- _Problem to work on_
Could you transcribe every line of the records below word for word, leaving the pictures out of your answer?

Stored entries

↓↓↓

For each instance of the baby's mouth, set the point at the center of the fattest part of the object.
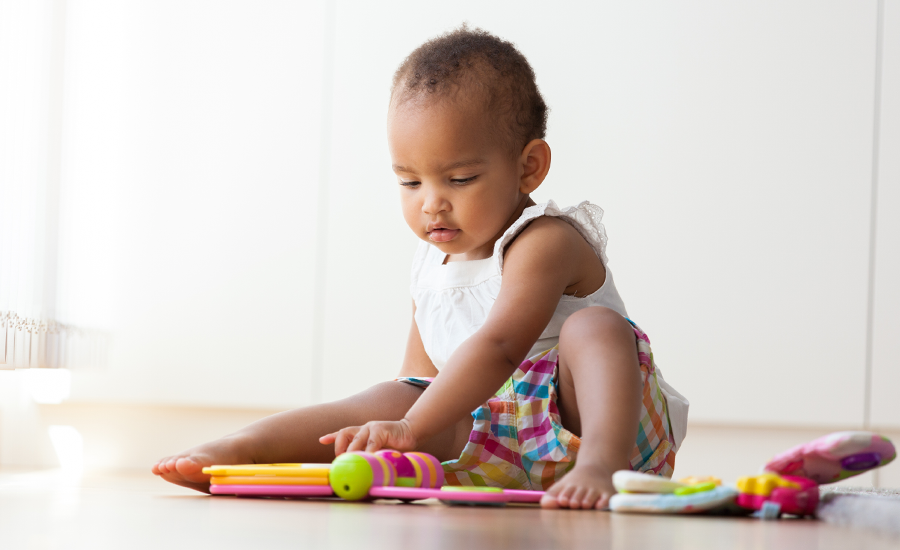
(442, 235)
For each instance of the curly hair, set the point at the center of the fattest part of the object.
(476, 61)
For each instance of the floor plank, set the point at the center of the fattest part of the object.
(50, 510)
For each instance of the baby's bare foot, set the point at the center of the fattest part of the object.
(186, 469)
(584, 487)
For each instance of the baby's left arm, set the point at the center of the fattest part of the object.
(538, 267)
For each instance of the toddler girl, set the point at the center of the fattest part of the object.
(513, 303)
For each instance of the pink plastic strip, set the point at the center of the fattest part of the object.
(410, 493)
(273, 490)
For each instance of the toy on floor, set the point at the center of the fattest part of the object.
(652, 494)
(834, 457)
(774, 495)
(357, 476)
(789, 486)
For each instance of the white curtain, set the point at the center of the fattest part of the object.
(32, 334)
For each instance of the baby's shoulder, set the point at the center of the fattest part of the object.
(549, 236)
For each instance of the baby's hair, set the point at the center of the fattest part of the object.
(471, 60)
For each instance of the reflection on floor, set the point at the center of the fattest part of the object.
(50, 509)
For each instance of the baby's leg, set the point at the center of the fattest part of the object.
(598, 355)
(293, 436)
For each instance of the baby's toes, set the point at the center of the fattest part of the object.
(191, 470)
(603, 501)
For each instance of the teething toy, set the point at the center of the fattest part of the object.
(651, 494)
(702, 499)
(357, 476)
(775, 495)
(834, 457)
(627, 481)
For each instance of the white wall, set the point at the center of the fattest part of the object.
(731, 146)
(192, 152)
(886, 333)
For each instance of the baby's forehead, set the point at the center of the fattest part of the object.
(466, 113)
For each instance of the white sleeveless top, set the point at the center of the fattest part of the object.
(453, 300)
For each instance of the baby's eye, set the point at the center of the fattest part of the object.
(463, 181)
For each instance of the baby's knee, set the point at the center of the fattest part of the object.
(595, 322)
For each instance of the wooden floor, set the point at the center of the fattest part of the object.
(49, 510)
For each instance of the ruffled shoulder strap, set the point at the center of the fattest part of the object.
(585, 218)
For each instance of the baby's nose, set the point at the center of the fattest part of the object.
(434, 203)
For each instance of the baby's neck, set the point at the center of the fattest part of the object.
(487, 249)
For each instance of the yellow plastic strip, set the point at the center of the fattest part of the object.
(291, 470)
(267, 480)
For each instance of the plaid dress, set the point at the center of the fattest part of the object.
(518, 442)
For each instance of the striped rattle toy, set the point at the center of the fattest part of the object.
(356, 476)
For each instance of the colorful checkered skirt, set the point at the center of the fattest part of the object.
(518, 442)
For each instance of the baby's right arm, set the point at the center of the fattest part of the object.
(415, 361)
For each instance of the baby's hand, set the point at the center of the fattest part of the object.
(371, 437)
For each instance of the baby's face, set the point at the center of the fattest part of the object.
(459, 185)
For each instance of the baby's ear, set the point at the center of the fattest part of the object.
(535, 162)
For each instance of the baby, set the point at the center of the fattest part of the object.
(513, 304)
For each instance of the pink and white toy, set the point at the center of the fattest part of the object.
(834, 457)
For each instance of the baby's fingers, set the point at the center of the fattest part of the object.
(340, 438)
(359, 440)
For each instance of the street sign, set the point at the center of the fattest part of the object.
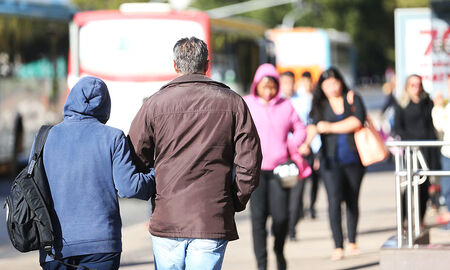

↑↑↑

- _Task output_
For each instance of the baby's mouth, set the point at the center of the fattest part of the object.
(442, 235)
For each instance of the curly hair, set the point at the center of the fattest part of the object.
(476, 61)
For each instance of the floor plank, set the point at the center of the fattest part of the object.
(50, 510)
For each instance of the baby's bare foot, set the point at the center of the fattest part of the object.
(186, 469)
(584, 487)
For each instance of the baby's left arm, set the point at the center of the fattest part of the object.
(538, 267)
For each instance of the toddler girl, set the point at the center of the fattest part of the object.
(513, 303)
For each instance of the pink plastic strip, set the point at the center of the fattest part of the object.
(410, 493)
(273, 490)
For each instance of the toy on floor, set the point at the center of the fattest part of the object.
(652, 494)
(834, 457)
(774, 495)
(357, 476)
(789, 486)
For each instance of the white curtain, set the point at the center of the fattest part of the object.
(32, 334)
For each instance of the baby's shoulder, set the point at the center of the fattest part of the object.
(549, 236)
For each instance of the baby's hair, set the point at the center of the fattest part of the object.
(471, 60)
For each instance of the reflection on floor, set the point at the center of the fattest part of the object.
(50, 509)
For each instance of the baby's leg, set the point at the center of the fattest part of the object.
(598, 355)
(293, 436)
For each instance of the baby's toes, set the point at the center of the fattest part of the object.
(191, 470)
(603, 501)
For each instance of the teething toy, set the point at the center of the fattest part of the object.
(651, 494)
(702, 499)
(357, 476)
(775, 495)
(834, 457)
(627, 481)
For each instance of the white wall, set the point at the center of the fattest part of the object.
(731, 146)
(192, 152)
(886, 333)
For each instance of the baby's forehead, set the point at the center of the fattest part of the object.
(466, 113)
For each instance of the white sleeveless top, set the point at the center of the fattest part of the object.
(453, 300)
For each instance of the baby's eye, set the point at the center of the fattest part of the object.
(463, 181)
For each instance of the baby's knee, set the point at the center of the fattest part of the object.
(595, 322)
For each instance of the wooden floor, set the point at the center of the fattest part of the object.
(49, 510)
For each instance of the ruffled shoulder strap, set the point at the center of the fattest part of the object.
(585, 218)
For each instance of the baby's nose, set the point at the center of the fattest part of the object.
(434, 203)
For each instance of the baby's neck, set the point at the center of the fattest part of the object.
(487, 249)
For each instance of the yellow plastic strip, set the point at the center of the fattest part of the object.
(291, 470)
(267, 480)
For each instance of the plaid dress, set the point at the center of the fattest part of the object.
(518, 442)
For each instance of the striped rattle toy, set the point at the center of the fattest part of the object.
(356, 476)
For each instance of the colorful checkered skirt, set the point at the center of the fattest part of the object.
(518, 442)
For each instance of the baby's right arm, set the point at the center of the fattest part of the object.
(415, 361)
For each instance of the baby's hand, set the point at the center of the fattest part of the object.
(371, 437)
For each instance of the baby's face, set the point at the center of the fattest part of the object.
(459, 185)
For each instance of the baby's ear, set the point at the center of the fattest part of the object.
(535, 162)
For each instance of the baby, set the point at the center of the fattest part of the object.
(513, 304)
For each instance of the pink and white toy, set the point at the center of the fattest part of the object.
(834, 457)
For each instance of the baby's fingers, set the point at the center of the fattest part of the object.
(340, 438)
(359, 440)
For each instance of the street sign, set the point at the center of the fattest part of the object.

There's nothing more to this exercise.